**PROBLEM DETAILS**
Please repeat word for word the lines of the listing below, starting with the line that contains "for every instance of the grassy" and going on through the end of the listing.

**Stored items**
---------------

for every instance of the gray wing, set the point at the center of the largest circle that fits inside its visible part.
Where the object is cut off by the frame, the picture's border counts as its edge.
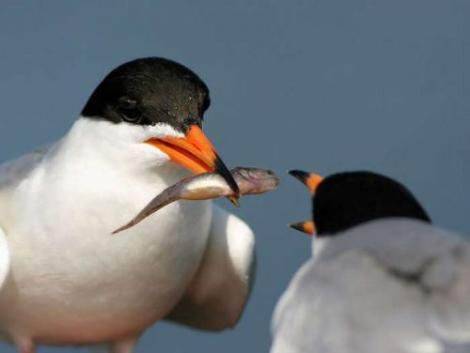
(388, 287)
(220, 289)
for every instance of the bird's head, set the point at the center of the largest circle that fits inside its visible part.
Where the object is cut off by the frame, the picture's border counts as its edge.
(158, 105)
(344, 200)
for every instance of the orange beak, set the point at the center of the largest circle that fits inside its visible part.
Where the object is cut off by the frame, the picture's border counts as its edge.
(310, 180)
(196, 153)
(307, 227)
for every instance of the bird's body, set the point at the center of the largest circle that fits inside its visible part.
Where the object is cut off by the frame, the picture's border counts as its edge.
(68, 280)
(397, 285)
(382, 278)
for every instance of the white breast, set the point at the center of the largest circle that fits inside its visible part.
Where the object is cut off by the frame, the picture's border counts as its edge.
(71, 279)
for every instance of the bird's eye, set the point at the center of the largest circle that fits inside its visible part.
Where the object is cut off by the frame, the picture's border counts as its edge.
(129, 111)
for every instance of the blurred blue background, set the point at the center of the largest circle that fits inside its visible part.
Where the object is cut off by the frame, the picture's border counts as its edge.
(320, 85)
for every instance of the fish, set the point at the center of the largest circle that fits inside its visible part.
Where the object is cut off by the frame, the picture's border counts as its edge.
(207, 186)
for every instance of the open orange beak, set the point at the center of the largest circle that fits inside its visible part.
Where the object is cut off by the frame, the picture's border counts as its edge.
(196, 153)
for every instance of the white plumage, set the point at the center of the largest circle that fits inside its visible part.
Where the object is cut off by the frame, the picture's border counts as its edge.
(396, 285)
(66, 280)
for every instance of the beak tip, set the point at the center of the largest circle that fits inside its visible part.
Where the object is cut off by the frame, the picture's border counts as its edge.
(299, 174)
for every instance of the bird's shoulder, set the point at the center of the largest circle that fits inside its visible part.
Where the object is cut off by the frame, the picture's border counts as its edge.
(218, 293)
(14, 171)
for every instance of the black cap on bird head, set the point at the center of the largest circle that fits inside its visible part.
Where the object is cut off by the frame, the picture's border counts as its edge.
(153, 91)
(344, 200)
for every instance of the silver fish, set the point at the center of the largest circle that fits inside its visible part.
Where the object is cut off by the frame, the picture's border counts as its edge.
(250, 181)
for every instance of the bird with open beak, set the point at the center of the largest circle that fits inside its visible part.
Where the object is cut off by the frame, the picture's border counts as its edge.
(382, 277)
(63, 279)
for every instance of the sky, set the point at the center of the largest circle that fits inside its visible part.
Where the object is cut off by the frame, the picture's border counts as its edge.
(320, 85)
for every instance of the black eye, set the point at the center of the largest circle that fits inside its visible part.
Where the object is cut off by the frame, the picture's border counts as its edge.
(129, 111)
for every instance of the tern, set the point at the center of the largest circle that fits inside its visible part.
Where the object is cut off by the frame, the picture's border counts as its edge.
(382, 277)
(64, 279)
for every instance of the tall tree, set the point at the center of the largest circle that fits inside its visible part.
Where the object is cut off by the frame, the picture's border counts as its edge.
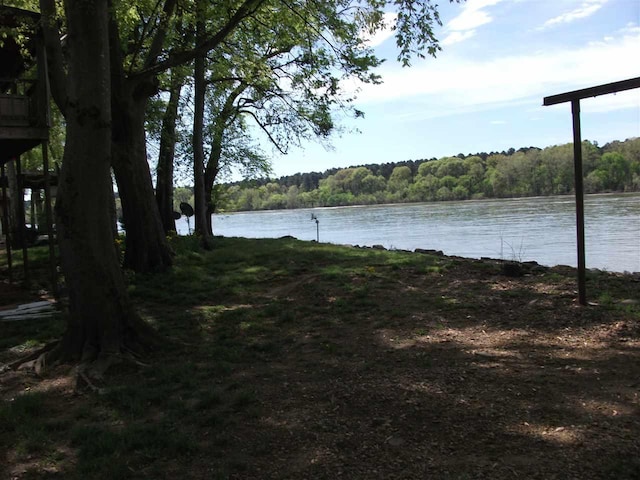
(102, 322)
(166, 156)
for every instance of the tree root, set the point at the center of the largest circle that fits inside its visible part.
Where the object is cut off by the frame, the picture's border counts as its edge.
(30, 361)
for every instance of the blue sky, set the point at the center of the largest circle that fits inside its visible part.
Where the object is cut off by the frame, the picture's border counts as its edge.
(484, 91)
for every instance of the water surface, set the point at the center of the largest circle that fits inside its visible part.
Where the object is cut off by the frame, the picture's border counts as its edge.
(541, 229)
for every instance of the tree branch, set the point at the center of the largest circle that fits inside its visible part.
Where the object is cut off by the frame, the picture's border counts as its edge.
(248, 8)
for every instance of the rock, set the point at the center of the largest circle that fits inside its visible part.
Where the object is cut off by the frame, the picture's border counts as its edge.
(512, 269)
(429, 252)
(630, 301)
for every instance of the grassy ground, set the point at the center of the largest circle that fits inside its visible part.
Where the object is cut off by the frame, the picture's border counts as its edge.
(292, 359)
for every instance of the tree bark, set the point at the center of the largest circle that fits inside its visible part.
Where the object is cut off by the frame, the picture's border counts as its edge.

---------------

**FULL SOLUTION**
for every instance of the grassy ground, set the point at the center of the largest circle that fits inside its visible part.
Where the object is cut off by the frame, the picture's border counts as its edge.
(292, 359)
for every instance of the tree bark, set the point at the center of the largest circle that fits inside its visible part.
Where the object is cut off by the frame, the picture's border counts as its edge.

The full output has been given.